Ever since the cradle of civilization, even before ancient Egypt, humans were in search of fresh smells and perfume, linking them with health. Sweet and pleasant smells were opposed to foul odors, which were then seen as signifiers of poor hygiene and disease. This instinctive knowledge still rings true today, but now we also know that "not everything that stinks kills, and not everything that kills stinks," as per the Germ Theory. So if humans were so scared of bad smells even before the discovery of the Germ Theory in 1861, what led to the Great Stink of Paris?

The Great Stink

What the Germ Theory suggests is that "certain diseases are caused by the invasion of the body by microorganisms, organisms too small to be seen except through a microscope." We now define this not as merely a theory but as common sense. But at the time when the French chemist and microbiologist Louis Pasteur, the English surgeon Joseph Lister, and the German physician Robert Koch came up with the theory, this was not the case. Humans still believed that every bad smell necessarily held threatening health risks.
Source

Such was the case in the months of August and September of 1880 in Paris. The city was taken hostage by a stench, and the horrible smell caused a scare in the city, as it was taken as a signifier of sickness. The origins of the bad smell were the sewers. The city was flooded with filth. As the journal Le Figaro put it, "It stank to high heaven."

The scare quickly birthed rumors of sickness. These rumors spread so quickly and to such a great extent that citizens began to protest, and a government commission was set up to deal with the issue, announcing that the foul smell could harm public health. As time passed, the stench went away with it, and the people of Paris saw that they were, in fact, left unharmed, so they started to embrace the Germ Theory. When 15 years later, the city was once again suffocated by the stench, the media coverage was almost humorous about it - it wasn't a cause for a health panic anymore. It was nothing more than a mere inconvenience.

  

Why weren't people sanitary back in the day? 

Pasteur, Lister, and Koch worked hard between 1850 and 1920, conducting various experiments with clear conclusions to persuade the public to believe in the Germ Theory and adopt good hygiene habits. Still, it took many more years until the public and medical practitioners adopted good sanitation habits.

Operating surgeons weren't disposing of hazardous waste properly, and they wore unsanitized and sometimes stained garments during surgeries. Both in the workforce and at home, hand washing was not a common custom. Sewage systems weren't separating waste from drinking water properly. But all of this wasn't because people weren't concerned with hygiene. They were simply not aware that these actions posed health risks. This is hard to imagine in an age where every toddler knows to wash their hands before their meal.

● Extracted information
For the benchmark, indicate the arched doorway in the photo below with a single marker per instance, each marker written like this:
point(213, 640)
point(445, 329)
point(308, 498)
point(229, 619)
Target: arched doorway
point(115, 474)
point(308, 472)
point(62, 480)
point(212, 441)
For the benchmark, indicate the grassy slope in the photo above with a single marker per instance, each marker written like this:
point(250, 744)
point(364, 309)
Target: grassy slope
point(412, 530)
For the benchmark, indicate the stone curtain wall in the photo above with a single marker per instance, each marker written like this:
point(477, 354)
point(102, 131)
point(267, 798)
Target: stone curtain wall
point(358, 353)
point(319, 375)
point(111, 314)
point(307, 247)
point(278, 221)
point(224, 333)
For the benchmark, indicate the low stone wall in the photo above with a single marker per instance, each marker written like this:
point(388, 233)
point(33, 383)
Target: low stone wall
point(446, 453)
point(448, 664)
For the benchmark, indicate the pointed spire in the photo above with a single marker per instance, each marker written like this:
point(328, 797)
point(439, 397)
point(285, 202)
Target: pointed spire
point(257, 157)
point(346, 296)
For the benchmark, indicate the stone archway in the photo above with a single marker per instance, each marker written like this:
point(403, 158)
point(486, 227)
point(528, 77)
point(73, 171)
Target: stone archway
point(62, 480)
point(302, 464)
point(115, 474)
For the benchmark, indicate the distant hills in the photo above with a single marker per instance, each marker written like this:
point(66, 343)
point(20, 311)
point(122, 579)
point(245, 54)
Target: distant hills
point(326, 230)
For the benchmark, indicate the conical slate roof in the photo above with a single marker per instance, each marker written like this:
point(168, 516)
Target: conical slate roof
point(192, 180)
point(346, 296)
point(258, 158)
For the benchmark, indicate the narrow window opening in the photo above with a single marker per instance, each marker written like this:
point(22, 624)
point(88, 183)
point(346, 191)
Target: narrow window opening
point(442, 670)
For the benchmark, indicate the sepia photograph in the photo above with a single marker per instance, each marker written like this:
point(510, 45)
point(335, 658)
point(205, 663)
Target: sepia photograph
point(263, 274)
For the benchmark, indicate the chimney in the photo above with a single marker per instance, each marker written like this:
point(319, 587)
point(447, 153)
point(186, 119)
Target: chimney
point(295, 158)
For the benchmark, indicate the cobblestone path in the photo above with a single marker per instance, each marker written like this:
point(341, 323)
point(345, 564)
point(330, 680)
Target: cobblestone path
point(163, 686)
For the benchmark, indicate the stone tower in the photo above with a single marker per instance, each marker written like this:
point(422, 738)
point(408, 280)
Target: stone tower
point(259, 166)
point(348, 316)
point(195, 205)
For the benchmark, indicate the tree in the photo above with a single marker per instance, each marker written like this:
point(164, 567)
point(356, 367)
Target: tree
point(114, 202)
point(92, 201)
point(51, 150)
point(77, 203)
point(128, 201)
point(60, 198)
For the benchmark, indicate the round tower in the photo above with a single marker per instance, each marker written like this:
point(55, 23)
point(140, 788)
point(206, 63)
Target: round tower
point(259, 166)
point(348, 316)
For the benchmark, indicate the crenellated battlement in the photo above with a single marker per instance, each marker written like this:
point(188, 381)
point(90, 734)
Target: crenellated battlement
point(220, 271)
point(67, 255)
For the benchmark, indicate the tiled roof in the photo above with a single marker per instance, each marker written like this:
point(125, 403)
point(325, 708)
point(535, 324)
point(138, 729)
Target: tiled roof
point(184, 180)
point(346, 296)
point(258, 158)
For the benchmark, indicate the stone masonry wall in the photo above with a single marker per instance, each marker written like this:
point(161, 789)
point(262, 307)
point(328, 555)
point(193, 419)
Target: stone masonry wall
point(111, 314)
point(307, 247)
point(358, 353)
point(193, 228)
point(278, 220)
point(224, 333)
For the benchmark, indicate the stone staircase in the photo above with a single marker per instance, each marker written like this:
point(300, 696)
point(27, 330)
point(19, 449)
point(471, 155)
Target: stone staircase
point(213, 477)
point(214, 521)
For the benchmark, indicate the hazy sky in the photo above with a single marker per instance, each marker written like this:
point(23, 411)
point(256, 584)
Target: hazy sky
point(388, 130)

● Exercise requirements
A – Print the article on the Great Stink of Paris, starting with "Ever since the" and going on through "Stink of Paris?".
B – Translate this sentence from the Great Stink article into Spanish: "The origins of the bad smell were the sewers."
C – According to the article on the Great Stink of Paris, which journal said "It stank to high heaven"?

● Answer set
A –
Ever since the cradle of civilization, even before ancient Egypt, humans were in search of fresh smells and perfume, linking them with health. Sweet and pleasant smells were opposed to foul odors, which were then seen as signifiers of poor hygiene and disease. This instinctive knowledge still rings true today, but now we also know that "not everything that stinks kills, and not everything that kills stinks," as per the Germ Theory. So if humans were so scared of bad smells even before the discovery of the Germ Theory in 1861, what led to the Great Stink of Paris?

B – Los orígenes del mal olor eran las alcantarillas.

C – Le Figaro